:: Problem requirements ::
All the records that follow need to be reproduced exactly. Omit the images.

Pointing records

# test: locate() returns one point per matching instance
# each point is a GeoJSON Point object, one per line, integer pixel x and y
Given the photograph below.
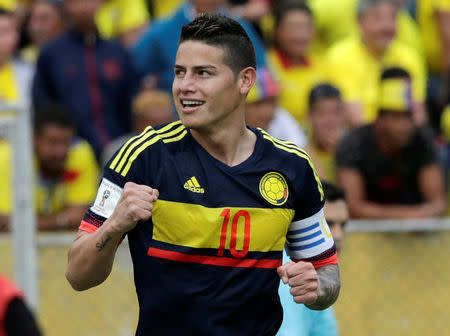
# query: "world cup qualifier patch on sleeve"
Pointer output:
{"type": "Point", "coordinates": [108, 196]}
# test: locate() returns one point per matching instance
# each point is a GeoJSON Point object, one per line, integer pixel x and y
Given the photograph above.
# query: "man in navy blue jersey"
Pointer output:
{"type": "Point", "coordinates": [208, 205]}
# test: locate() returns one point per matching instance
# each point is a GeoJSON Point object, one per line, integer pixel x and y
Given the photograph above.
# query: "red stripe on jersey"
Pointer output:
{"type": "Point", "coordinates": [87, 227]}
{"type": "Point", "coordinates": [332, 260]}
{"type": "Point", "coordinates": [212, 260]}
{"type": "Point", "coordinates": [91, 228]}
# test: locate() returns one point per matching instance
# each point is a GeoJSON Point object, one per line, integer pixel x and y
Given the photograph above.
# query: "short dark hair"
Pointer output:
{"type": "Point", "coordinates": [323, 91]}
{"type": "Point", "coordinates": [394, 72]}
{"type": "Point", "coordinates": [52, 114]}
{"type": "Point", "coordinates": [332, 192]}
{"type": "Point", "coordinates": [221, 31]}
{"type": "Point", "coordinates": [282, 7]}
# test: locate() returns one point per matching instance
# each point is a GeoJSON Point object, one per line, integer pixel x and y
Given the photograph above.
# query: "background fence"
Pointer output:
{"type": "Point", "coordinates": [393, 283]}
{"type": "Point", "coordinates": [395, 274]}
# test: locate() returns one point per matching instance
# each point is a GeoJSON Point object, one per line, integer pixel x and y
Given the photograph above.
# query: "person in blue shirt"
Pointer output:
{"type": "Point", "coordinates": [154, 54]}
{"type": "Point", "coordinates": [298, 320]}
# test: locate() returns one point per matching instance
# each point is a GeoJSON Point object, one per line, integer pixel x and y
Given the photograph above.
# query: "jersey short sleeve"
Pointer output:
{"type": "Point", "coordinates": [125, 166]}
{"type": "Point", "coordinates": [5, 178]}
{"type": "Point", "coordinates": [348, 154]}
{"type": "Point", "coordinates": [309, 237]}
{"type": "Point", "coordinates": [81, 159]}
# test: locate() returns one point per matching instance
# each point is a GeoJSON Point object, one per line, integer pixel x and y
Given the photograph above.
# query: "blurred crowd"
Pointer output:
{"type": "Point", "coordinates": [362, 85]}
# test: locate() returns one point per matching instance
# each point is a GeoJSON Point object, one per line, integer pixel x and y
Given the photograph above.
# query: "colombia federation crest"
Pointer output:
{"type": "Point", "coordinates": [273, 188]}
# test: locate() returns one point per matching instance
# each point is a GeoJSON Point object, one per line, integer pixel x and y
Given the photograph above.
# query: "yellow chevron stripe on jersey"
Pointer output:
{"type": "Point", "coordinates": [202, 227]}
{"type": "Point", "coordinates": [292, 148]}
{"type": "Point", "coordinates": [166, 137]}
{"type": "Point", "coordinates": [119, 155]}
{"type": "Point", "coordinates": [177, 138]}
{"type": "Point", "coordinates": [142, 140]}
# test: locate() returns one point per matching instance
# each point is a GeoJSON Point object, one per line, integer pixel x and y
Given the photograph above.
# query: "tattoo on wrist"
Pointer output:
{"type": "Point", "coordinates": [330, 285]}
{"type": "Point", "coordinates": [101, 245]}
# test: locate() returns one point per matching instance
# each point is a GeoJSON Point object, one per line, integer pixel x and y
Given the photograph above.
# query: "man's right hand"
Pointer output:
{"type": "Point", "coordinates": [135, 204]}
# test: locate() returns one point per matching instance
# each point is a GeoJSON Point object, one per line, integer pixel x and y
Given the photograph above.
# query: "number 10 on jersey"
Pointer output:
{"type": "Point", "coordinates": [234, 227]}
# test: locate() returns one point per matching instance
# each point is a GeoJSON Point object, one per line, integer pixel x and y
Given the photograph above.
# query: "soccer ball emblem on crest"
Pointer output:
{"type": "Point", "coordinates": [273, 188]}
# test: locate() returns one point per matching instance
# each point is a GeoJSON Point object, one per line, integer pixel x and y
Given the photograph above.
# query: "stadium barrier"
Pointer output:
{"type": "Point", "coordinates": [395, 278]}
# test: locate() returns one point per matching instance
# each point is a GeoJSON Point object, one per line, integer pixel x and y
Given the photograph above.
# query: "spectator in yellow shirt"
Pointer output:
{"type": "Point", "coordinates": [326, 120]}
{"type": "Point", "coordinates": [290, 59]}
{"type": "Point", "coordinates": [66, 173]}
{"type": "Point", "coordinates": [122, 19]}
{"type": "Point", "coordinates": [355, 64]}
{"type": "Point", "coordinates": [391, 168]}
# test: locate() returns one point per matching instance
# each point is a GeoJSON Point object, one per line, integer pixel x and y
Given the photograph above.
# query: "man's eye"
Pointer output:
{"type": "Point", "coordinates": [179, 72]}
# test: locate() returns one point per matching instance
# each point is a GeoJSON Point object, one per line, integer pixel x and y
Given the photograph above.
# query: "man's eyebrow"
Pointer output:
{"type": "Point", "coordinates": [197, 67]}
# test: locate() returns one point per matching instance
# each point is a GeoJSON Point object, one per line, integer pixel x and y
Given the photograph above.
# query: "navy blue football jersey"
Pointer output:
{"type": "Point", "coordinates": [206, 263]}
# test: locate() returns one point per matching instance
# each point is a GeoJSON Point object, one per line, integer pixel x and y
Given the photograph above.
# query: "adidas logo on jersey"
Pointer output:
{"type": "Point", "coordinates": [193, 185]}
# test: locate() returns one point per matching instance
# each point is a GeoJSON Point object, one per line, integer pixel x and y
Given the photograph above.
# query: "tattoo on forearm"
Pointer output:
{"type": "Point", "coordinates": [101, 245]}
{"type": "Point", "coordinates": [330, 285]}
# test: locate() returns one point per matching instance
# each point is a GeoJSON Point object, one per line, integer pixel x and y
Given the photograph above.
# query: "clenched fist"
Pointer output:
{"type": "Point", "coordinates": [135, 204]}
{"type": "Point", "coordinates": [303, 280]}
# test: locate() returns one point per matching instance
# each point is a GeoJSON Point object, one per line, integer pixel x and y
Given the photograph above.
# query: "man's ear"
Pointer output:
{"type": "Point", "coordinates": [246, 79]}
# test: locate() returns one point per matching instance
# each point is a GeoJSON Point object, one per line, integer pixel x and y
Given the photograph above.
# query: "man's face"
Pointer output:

:: Result of this exercise ::
# test: locate() returns one point per matching instance
# each point is a GeoJSON Point object, one per line, integer pixel x and y
Given the photograph below.
# query: "world cup qualifier patch on sleeve"
Pointer output:
{"type": "Point", "coordinates": [108, 196]}
# test: locate() returns one point per matching instance
# each point is a GeoJSON Point object, one per line, integer pixel x and y
Given the photograph above.
# query: "man in navy blue jersey"
Pointer output:
{"type": "Point", "coordinates": [208, 205]}
# test: locate() returns one point per matching instance
# each point is a GeoJSON Point object, one per line, integer pixel x and y
Given the photograph above.
# query: "red stripe on jersey"
Pointer output:
{"type": "Point", "coordinates": [87, 227]}
{"type": "Point", "coordinates": [332, 260]}
{"type": "Point", "coordinates": [212, 260]}
{"type": "Point", "coordinates": [91, 228]}
# test: locate() returns one point per matching instance
# each point is a GeoJSON Point object, one per line, integer pixel x and y
Given the photograph above.
# query: "short dark hair"
Pointer output:
{"type": "Point", "coordinates": [323, 91]}
{"type": "Point", "coordinates": [394, 72]}
{"type": "Point", "coordinates": [52, 114]}
{"type": "Point", "coordinates": [332, 192]}
{"type": "Point", "coordinates": [221, 31]}
{"type": "Point", "coordinates": [282, 7]}
# test: locate() returns one point per matching instance
# each point is a GeoJSON Point object, one per line, integer pixel x and y
Given the photograph above.
# query: "background fence"
Pointer output:
{"type": "Point", "coordinates": [393, 283]}
{"type": "Point", "coordinates": [395, 274]}
# test: locate() returns one point per matching instance
# each point is a GeoJSON Point object, one per line, integer pixel x and y
Given the photograph above.
# query: "person in blue shirt"
Pointer output:
{"type": "Point", "coordinates": [154, 54]}
{"type": "Point", "coordinates": [298, 320]}
# test: locate() returns one point per matching instance
# each point is a GeoJSON Point object, one per line, integer pixel x and y
Given the photograph above.
# query: "jersey short sleeve"
Pointer output:
{"type": "Point", "coordinates": [125, 166]}
{"type": "Point", "coordinates": [5, 178]}
{"type": "Point", "coordinates": [348, 154]}
{"type": "Point", "coordinates": [309, 237]}
{"type": "Point", "coordinates": [81, 159]}
# test: locate() returns one point per matching instance
# each point is a GeoJSON Point object, one per line, integer pixel x and y
Given the photograph above.
# query: "blurred crowd"
Pointer output:
{"type": "Point", "coordinates": [362, 85]}
# test: locate() returns one point per matching instance
# each point is a GeoJSON Point object, one per line, integer pixel x and y
Given the photograph above.
# query: "colombia federation crest"
Pointer output:
{"type": "Point", "coordinates": [273, 188]}
# test: locate() returns one point per matching instance
# each point is a GeoJSON Point object, one per line, integer pixel x and y
Given the photograph above.
# query: "yellow chevron stripe on jersey"
Pointer output:
{"type": "Point", "coordinates": [202, 227]}
{"type": "Point", "coordinates": [292, 148]}
{"type": "Point", "coordinates": [166, 137]}
{"type": "Point", "coordinates": [119, 155]}
{"type": "Point", "coordinates": [177, 138]}
{"type": "Point", "coordinates": [142, 140]}
# test: locate() returns one point per matching instance
# each point is a GeoJSON Point object, one per line, integer pixel x and y
Given the photograph above.
# query: "tattoo on wrist"
Pointer output:
{"type": "Point", "coordinates": [330, 285]}
{"type": "Point", "coordinates": [101, 245]}
# test: locate() returns one point per matching instance
# each point is a GeoJSON Point object, one per line, integer pixel x and y
Given the photograph above.
# query: "man's right hand"
Pointer output:
{"type": "Point", "coordinates": [135, 204]}
# test: locate() returns one point per matching instance
# each point is a GeoJSON Point object, one per line, integer pixel x and y
Given the photograph above.
# query: "number 10 on jersey"
Pointer output:
{"type": "Point", "coordinates": [234, 227]}
# test: locate() returns one point per matching instance
# each point is a GeoJSON Point object, one per line, integer pixel x and y
Given the photograph above.
# query: "soccer ball emblem on crest"
Pointer output:
{"type": "Point", "coordinates": [273, 188]}
# test: locate() returns one point per matching instance
# each point is a GeoJSON Point object, one per line, integer pixel x and y
Given the photograph above.
# query: "stadium barrier"
Pointer output:
{"type": "Point", "coordinates": [395, 278]}
# test: locate() returns one point per matching instance
# each point is a GeoJSON Point object, one per line, integer pixel x and y
Given the photograph above.
# query: "spectator in yellow shirt"
Pointer output:
{"type": "Point", "coordinates": [326, 120]}
{"type": "Point", "coordinates": [290, 59]}
{"type": "Point", "coordinates": [66, 173]}
{"type": "Point", "coordinates": [122, 19]}
{"type": "Point", "coordinates": [355, 64]}
{"type": "Point", "coordinates": [391, 168]}
# test: locate() returns one point per matching instance
# each point is a GeoJSON Point object, one per line, integer pixel x and y
Given the photograph above.
# query: "man's eye"
Pointer output:
{"type": "Point", "coordinates": [179, 72]}
# test: locate() returns one point per matching instance
# each point is a GeoJSON Point object, one per line, integer pixel x and y
Given the photograph above.
# query: "man's eyebrow"
Pointer output:
{"type": "Point", "coordinates": [197, 67]}
# test: locate() returns one point per matching instance
# each point is a GeoJSON Point object, one per line, integer pixel x and y
Given the photograph above.
# query: "navy blue football jersey"
Pointer output:
{"type": "Point", "coordinates": [206, 263]}
# test: locate() returns one point per matching instance
# each point is a GeoJSON Point object, one per line, integer pixel x and y
Given the photograph above.
# query: "adidas logo on jersey"
Pointer output:
{"type": "Point", "coordinates": [193, 185]}
# test: locate() returns one point per matching instance
# each point is a GeoJSON Point object, one per line, integer pixel x and y
Given the photograph above.
# query: "tattoo on forearm"
Pointer output:
{"type": "Point", "coordinates": [101, 245]}
{"type": "Point", "coordinates": [330, 285]}
# test: locate() returns one point per matching instance
# each point is a GeoJSON Point object, one per line, integer pixel x and y
Given the photograph above.
# query: "clenched fist"
Pointer output:
{"type": "Point", "coordinates": [135, 204]}
{"type": "Point", "coordinates": [303, 280]}
# test: locate() returns one point per matching instance
# each point is a GeoJSON Point object, one per line, integer pixel x and y
Given the photograph above.
# query: "man's ear"
Pointer output:
{"type": "Point", "coordinates": [246, 79]}
# test: locate() returns one point per matching instance
# each point is a GeoJSON Point object, one per line, integer pixel x and y
Given the photograph above.
# query: "man's face"
Pointer output:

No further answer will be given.